## 課題 A
記録の中から「glow」という文字列を含む行をすべて探し出し、書き写すこと。大文字と小文字は区別する。

はじめに
みなさんこんにちは。晴れる屋メディアチームの富澤です。
先週に『団結のドミナリア』の全カードリストが公開されました。再録された《ヴェールのリリアナ》に各種レジェンドクリーチャー、ロードとどれから使おうかと目移りしています。発売は来週の9日ですが、それまでにデッキを完成させておきましょう。
ところで、『団結のドミナリア』には懐かしのキーワード能力が再録されているのをご存じでしょうか?それは「版図/Domain」です!
今回の情報局では、『団結のドミナリア』に再登場する「版図」にスポットを当てていきます。
「版図/Domain」とは?
「版図/Domain」とはインベイジョン・ブロックで登場した自身がコントロールしている基本土地タイプの種類数を参照するキーワード能力です。
エンチャント
版図 ― プレイヤー1人を対象とする。そのプレイヤーは、自分がコントロールする土地の中の基本土地タイプ1種につき、カードを1枚引く。
テキストにある「基本土地タイプ」は、平地、島、沼、山、森の5つです。《連合戦略》の場合、コントロールしている基本土地タイプごとに引けるカードが1枚ずつ増えていきます。仮に島しかないなら1枚ですが、5種類すべて揃っていれば5ドロー。《連絡》もびっくりな仕様です。
「版図」の基本土地タイプとは土地カードの《平地》だけではなく、基本土地タイプの平地も踏めます。つまり、《神聖なる泉》は「平地」「島」の2つの基本土地タイプを持っており、1枚で2種類分カウントされます。

## 課題 B
本文によると、「基本土地タイプ」に当たるのはどの5つか。

## 演習用記録
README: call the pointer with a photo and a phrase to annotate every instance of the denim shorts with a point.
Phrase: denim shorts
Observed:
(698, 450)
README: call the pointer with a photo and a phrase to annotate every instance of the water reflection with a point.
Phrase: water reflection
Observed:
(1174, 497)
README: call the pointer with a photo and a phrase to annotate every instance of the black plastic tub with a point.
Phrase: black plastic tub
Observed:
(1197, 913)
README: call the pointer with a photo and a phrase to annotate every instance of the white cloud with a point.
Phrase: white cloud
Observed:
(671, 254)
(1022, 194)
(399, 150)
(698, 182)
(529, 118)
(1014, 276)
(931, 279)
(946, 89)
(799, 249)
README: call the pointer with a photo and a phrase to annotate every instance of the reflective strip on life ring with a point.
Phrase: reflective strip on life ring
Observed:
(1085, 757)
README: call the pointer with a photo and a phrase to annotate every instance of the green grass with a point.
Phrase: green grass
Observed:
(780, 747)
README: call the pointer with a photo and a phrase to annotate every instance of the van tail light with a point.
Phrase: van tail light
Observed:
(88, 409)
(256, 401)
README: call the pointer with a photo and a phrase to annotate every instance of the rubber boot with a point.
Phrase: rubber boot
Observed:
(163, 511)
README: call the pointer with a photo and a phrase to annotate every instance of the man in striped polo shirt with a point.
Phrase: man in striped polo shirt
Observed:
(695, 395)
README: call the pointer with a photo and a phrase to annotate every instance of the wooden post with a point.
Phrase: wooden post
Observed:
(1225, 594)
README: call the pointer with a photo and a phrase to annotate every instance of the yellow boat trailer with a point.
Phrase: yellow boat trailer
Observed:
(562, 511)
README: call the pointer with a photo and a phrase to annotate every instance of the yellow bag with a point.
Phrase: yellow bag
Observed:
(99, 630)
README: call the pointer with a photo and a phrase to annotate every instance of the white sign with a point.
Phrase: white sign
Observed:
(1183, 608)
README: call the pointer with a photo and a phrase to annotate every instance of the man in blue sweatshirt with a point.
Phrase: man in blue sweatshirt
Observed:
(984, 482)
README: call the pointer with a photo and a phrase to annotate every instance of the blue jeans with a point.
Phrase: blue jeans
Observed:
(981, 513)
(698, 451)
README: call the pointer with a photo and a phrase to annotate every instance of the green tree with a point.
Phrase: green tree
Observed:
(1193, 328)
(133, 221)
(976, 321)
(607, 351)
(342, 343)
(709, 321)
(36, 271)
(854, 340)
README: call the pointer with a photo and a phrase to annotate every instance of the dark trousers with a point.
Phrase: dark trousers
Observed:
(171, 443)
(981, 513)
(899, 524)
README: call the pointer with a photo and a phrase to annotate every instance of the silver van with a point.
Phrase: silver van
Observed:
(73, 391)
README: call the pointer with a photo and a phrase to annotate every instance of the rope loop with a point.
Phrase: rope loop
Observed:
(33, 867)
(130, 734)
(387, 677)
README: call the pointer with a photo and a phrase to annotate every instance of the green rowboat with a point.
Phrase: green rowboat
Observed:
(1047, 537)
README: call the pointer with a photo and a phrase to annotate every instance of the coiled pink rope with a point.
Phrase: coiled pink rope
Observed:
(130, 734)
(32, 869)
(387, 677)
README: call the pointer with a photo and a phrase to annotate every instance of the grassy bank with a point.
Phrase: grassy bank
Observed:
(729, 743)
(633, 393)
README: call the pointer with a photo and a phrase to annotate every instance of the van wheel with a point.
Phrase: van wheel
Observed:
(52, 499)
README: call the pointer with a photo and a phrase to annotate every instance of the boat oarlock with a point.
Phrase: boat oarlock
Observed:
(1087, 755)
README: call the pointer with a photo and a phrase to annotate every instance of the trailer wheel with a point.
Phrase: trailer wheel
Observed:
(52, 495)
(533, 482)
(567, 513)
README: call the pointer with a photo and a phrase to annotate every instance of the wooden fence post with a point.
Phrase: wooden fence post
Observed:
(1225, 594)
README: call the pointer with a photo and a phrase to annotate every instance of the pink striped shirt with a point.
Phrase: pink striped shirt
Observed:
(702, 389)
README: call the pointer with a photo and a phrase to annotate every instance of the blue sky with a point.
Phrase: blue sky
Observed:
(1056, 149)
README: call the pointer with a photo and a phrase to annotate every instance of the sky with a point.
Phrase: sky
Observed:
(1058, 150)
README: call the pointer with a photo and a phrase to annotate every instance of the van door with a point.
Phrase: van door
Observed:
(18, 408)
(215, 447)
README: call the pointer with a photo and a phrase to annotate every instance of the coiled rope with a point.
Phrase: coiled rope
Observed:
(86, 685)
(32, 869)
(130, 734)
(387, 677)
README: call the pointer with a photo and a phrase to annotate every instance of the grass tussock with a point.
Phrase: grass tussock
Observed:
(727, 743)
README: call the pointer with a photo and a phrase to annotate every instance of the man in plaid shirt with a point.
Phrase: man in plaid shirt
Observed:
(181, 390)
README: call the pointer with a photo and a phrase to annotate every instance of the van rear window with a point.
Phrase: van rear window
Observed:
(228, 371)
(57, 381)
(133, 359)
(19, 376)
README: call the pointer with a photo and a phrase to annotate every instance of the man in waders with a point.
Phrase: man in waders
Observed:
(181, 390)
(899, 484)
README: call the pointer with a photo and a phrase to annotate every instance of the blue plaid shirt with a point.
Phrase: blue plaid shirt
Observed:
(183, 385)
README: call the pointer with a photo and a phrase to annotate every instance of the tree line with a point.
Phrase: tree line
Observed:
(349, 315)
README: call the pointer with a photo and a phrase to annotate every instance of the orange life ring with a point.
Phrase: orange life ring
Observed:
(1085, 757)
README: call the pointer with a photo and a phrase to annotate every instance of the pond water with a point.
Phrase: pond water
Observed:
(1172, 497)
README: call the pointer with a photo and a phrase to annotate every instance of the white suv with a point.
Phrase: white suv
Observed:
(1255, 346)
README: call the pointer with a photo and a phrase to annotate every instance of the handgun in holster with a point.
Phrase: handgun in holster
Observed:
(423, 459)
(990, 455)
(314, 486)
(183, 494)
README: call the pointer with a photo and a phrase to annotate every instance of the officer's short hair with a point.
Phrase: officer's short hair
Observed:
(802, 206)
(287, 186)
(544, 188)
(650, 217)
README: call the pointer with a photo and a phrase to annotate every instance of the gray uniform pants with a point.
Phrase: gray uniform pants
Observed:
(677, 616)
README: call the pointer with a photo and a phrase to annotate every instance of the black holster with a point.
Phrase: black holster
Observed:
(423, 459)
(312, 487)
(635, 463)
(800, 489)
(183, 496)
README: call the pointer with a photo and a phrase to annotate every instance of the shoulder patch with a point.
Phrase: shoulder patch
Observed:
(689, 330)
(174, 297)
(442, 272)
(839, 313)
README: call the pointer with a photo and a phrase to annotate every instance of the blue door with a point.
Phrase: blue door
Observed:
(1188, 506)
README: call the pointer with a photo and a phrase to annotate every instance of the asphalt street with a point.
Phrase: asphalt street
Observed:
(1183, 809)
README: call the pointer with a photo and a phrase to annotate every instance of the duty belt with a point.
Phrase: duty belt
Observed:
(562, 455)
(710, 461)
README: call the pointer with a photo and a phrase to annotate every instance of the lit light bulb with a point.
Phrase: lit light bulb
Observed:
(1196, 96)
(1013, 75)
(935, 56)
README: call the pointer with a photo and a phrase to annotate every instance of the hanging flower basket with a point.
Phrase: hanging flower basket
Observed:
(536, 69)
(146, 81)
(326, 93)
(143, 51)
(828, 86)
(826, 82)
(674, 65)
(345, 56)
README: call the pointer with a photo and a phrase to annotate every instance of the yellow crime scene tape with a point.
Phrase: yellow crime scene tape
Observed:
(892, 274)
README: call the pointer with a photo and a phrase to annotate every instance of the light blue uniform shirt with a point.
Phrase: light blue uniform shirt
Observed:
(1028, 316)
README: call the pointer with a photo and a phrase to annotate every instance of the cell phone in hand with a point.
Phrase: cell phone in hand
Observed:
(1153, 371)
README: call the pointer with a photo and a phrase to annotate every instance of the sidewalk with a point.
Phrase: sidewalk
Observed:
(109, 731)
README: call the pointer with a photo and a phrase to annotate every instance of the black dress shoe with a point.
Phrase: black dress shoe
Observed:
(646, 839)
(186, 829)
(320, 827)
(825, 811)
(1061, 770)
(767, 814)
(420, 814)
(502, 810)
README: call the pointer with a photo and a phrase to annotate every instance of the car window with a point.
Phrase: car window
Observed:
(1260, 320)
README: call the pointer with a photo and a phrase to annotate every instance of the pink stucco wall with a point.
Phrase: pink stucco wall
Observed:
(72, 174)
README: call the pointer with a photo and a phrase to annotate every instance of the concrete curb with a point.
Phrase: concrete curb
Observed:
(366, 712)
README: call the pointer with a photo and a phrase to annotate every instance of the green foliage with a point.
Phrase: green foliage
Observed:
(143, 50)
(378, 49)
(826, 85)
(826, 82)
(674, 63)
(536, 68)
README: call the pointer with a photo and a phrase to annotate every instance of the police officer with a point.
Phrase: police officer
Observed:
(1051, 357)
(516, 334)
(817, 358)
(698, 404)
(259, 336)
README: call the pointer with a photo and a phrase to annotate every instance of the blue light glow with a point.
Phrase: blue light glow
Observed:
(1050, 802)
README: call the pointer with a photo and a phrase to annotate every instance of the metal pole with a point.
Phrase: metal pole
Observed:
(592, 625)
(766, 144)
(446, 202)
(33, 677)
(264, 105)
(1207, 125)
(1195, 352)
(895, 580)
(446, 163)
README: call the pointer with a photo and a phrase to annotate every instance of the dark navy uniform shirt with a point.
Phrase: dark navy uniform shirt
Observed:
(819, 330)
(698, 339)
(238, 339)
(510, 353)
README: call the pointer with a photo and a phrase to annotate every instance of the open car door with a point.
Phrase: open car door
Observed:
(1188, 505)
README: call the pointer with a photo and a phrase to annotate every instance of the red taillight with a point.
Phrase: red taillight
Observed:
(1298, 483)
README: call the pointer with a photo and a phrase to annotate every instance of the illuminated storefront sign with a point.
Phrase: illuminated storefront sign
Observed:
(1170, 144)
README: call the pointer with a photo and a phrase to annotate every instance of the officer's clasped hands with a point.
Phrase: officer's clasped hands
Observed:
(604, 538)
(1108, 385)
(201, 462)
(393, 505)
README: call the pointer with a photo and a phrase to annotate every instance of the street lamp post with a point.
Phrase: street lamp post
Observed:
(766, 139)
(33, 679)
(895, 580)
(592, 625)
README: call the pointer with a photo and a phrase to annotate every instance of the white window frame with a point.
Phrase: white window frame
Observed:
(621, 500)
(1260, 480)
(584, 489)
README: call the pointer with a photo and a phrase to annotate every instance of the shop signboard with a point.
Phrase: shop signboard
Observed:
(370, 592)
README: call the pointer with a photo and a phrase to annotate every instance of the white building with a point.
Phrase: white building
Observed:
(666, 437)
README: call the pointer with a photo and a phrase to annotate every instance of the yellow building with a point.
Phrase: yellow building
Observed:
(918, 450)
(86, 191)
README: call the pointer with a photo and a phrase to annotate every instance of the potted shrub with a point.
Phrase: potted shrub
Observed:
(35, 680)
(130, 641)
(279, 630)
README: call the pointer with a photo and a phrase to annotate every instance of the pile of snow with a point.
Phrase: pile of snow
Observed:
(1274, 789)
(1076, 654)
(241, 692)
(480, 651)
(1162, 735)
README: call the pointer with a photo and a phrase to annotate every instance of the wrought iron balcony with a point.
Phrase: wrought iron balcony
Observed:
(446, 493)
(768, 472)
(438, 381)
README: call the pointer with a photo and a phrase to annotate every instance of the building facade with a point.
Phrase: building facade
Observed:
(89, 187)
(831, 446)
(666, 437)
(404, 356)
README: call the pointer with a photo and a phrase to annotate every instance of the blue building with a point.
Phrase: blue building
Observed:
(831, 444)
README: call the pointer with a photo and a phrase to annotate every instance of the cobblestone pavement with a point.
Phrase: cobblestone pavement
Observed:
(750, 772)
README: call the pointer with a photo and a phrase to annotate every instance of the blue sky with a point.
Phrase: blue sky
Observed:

## 解答 A
README: call the pointer with a photo and a phrase to annotate every instance of the blue light glow with a point.
Phrase: blue light glow

## 解答 B
平地、島、沼、山、森の5つ。